* **Provided material**
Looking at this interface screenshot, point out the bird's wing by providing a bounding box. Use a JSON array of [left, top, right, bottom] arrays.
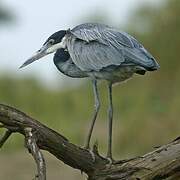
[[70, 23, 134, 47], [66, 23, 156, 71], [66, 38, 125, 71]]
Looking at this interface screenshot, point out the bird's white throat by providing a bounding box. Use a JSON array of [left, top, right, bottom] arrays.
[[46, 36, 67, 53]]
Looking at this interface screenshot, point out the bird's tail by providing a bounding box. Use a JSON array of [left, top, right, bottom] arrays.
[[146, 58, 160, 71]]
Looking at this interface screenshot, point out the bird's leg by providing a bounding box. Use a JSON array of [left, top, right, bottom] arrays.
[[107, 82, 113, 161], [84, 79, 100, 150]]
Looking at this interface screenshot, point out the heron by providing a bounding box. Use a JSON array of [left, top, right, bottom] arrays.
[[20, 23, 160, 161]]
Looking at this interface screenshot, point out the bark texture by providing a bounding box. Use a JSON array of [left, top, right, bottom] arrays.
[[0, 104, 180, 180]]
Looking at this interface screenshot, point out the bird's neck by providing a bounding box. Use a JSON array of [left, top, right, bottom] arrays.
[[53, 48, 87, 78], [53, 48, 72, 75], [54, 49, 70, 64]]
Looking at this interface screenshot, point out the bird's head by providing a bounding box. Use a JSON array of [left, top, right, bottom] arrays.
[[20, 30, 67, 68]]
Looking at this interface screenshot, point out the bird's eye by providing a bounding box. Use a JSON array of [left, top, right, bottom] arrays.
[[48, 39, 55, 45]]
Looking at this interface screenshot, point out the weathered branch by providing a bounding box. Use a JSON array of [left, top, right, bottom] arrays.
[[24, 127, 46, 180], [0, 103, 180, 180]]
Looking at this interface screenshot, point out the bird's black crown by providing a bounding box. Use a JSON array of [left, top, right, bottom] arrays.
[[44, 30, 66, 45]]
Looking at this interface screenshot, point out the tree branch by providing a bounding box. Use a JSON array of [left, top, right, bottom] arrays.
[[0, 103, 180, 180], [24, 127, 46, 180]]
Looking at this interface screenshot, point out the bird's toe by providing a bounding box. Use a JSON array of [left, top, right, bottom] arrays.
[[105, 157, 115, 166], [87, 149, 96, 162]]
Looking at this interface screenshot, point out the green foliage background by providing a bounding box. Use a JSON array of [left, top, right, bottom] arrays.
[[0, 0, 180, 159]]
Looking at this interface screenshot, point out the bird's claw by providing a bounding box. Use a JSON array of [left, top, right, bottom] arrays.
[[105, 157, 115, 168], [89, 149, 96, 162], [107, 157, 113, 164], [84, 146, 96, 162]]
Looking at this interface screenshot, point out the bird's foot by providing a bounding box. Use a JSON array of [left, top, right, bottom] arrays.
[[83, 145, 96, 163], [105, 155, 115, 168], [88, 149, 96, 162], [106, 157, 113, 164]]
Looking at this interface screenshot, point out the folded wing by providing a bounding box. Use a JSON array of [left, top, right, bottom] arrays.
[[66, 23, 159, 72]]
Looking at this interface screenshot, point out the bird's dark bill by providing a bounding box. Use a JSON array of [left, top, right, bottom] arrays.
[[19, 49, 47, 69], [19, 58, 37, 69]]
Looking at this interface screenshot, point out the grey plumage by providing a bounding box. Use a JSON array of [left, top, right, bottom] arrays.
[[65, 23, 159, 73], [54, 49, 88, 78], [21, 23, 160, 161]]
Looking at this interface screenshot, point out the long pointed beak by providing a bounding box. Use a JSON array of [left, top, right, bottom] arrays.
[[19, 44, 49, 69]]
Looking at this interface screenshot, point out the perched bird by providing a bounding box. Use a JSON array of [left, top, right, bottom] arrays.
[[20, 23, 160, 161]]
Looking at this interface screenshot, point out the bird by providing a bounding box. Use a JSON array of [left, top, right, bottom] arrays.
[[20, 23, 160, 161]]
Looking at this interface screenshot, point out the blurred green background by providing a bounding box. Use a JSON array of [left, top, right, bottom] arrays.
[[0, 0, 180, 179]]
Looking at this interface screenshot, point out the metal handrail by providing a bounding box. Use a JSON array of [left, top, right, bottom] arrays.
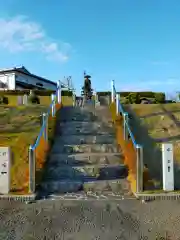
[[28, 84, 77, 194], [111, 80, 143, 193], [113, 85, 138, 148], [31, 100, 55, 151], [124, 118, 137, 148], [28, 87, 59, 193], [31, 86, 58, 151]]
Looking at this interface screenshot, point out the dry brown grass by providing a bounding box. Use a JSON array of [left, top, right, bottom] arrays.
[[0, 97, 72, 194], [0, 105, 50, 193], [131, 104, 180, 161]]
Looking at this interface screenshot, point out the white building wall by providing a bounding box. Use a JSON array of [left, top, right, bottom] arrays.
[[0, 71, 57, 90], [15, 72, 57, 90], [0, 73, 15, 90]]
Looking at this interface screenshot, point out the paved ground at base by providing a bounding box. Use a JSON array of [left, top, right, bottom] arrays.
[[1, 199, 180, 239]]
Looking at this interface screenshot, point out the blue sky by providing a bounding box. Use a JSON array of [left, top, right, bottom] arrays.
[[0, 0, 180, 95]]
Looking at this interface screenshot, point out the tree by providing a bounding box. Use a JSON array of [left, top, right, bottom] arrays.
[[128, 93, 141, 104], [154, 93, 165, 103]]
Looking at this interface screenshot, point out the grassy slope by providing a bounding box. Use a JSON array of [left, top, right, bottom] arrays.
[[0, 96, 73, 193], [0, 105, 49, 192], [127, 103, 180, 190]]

* **Work task**
Produce a verbatim copy of the listing, leaving out all pictures.

* **Completed task**
Looking at this interface screenshot, point out the bird's wing by providing a bounding box. Use a JSON array of [left, top, right, bottom] arrays.
[[70, 23, 134, 47], [66, 23, 156, 71], [66, 38, 125, 71]]
Looking at this interface screenshot, point out the bird's white throat by providing a bounding box. Use a JSON array of [left, top, right, bottom] arrays.
[[46, 36, 67, 53]]
Looking at this interface screenshot, point out the bird's tail by providing a bounding box. Use a JSON array of [left, top, right, bottom] arrays.
[[146, 58, 160, 71]]
Looking at this interface screenshot, point out the bird's leg by providing a bounding box. Use a JSON array of [left, top, right, bottom] arrays.
[[107, 82, 113, 161], [84, 79, 100, 150]]
Looking at this interface screenshot, point out the heron by providing a bounding box. Use a JSON array of [left, top, right, bottom] arrays.
[[20, 23, 160, 161]]
Looking at this interface screenshot, point out the bark texture by providing a bounding box. Use a JSON array of [left, top, right, bottom] arrays.
[[0, 104, 180, 180]]
Looking at this interface screenshot, point out the bird's neck by providing a bounding box. Use a JSON array of [left, top, right, bottom] arrays.
[[53, 48, 87, 78], [53, 48, 72, 75], [54, 49, 70, 64]]
Looking at this interface screenshot, point out the bird's head by providing a bounding box. Use a JSON array of [left, top, right, bottom] arrays.
[[20, 30, 67, 68]]
Looking at this interface screenshot, point out the bird's eye by providing a bounding box. Use a JSON array of [left, top, right, bottom] arrays.
[[48, 39, 55, 45]]
Looking at this interface screenshot, point out the weathered branch by providing a bounding box. Use a JSON array of [left, top, right, bottom] arrays.
[[24, 127, 46, 180], [0, 103, 180, 180]]
Looking at this interface screenshot, point out the bird's black crown by providing a bounding box. Use a JSON array of [left, top, right, bottom] arrays.
[[44, 30, 66, 45]]
Looking at this interface screenshot, point out the tree branch by providing a bounding box. Use a JSON array of [left, top, right, bottom] arrays.
[[0, 103, 180, 180], [24, 127, 46, 180]]
Looking at this interface screenshot, point out the bird's toe by providing a bounding box. Use a JSON array of [left, top, right, bottom] arrays.
[[105, 157, 115, 166], [87, 149, 96, 162]]
Looking at this interface screenshot, point out the green foliage background by providing a bounding box. Use a JSON array of [left, top, right, bottom] arrays.
[[0, 0, 180, 159]]
Looking at this interface screenshot, point out the bird's claw by providing a bounding box. Use a JSON array of [left, top, right, bottom] arrays.
[[105, 157, 115, 168], [89, 149, 96, 162], [107, 157, 113, 164], [84, 146, 96, 162]]
Looking at this interface screenshot, point out the bird's foot by providing a bounding box. Use a JSON array of [left, top, right, bottom] arrays.
[[83, 145, 96, 163], [105, 155, 115, 168], [88, 149, 96, 162], [106, 157, 113, 164]]
Looking at this interface screenshot, point out the folded wing by providing a bounding box. Use a JSON array of [left, top, right, bottom] arrays.
[[66, 23, 159, 72]]
Looking at this interface screenshot, point out the bird's dark bill by providing a bounding box. Use a JSON array of [left, top, right, bottom] arrays.
[[19, 49, 47, 69], [19, 58, 37, 69]]
Looking at this interface screenshot, point out the grey plumage by providing a bounding box. Use a JSON array of [left, top, right, bottom] arrays.
[[65, 23, 159, 73], [54, 49, 88, 78], [21, 23, 160, 161]]
Looking at this interface screenshot, point out the long pointed beak by providing a bounding box. Use a JSON array of [left, top, right, bottom] arrays.
[[19, 44, 49, 69]]
Looking at this interface screenshot, point out the perched bird by providing a bounding box. Use a JSON array of [left, top, right, bottom] arrays.
[[20, 23, 160, 161]]
Looking at this interface screenshot, point out the bird by providing a bounding box. Use a JSON array of [left, top, right, bottom] arrays.
[[20, 23, 160, 161]]
Looking at this interface screenshot, point out the blurred green background by providing a bounding box. Use a JSON array of [left, top, right, bottom] arrays.
[[0, 0, 180, 179]]
Looking at this interface screenshot, point out the metal handrail by providing a bounding box. Use a JSON array of [left, top, right, bottom] arrays.
[[28, 84, 77, 194], [111, 80, 143, 193], [113, 85, 138, 148], [31, 100, 55, 151], [124, 118, 137, 148], [28, 87, 59, 193], [31, 86, 58, 151]]
Looking at this interface screenshot, point out the dry brown grass by providing a bounding box. Use a JSON array of [left, top, right, bottom] arrays.
[[0, 97, 72, 194], [0, 105, 50, 193], [131, 104, 180, 161]]
Looking at this interface screenshot, point out the white building wall by providing a bounding box. Use a JSON array of [left, top, right, bottom] arrays.
[[0, 71, 57, 90], [15, 72, 57, 90], [0, 73, 15, 90]]
Looking at this interface screenshot, point out the paved ground at base by providing a bounding box. Use a JSON array of [left, top, right, bottom] arrays.
[[1, 199, 180, 239]]
Looking at this interface screenshot, point out the blue sky by providing a bounding box. Use a JSON array of [left, top, right, bottom] arrays.
[[0, 0, 180, 95]]
Looking at this interface screenshot, point out the tree by providing a bounding box. Use a JSON array of [left, top, right, bottom] arrays.
[[128, 93, 141, 104], [154, 93, 165, 103]]
Looking at this interface screenshot, point out the grassy slope by providing a bounding box. Use a JSON array of [left, top, right, bottom] arrays.
[[0, 96, 73, 193], [0, 105, 49, 192], [127, 103, 180, 190]]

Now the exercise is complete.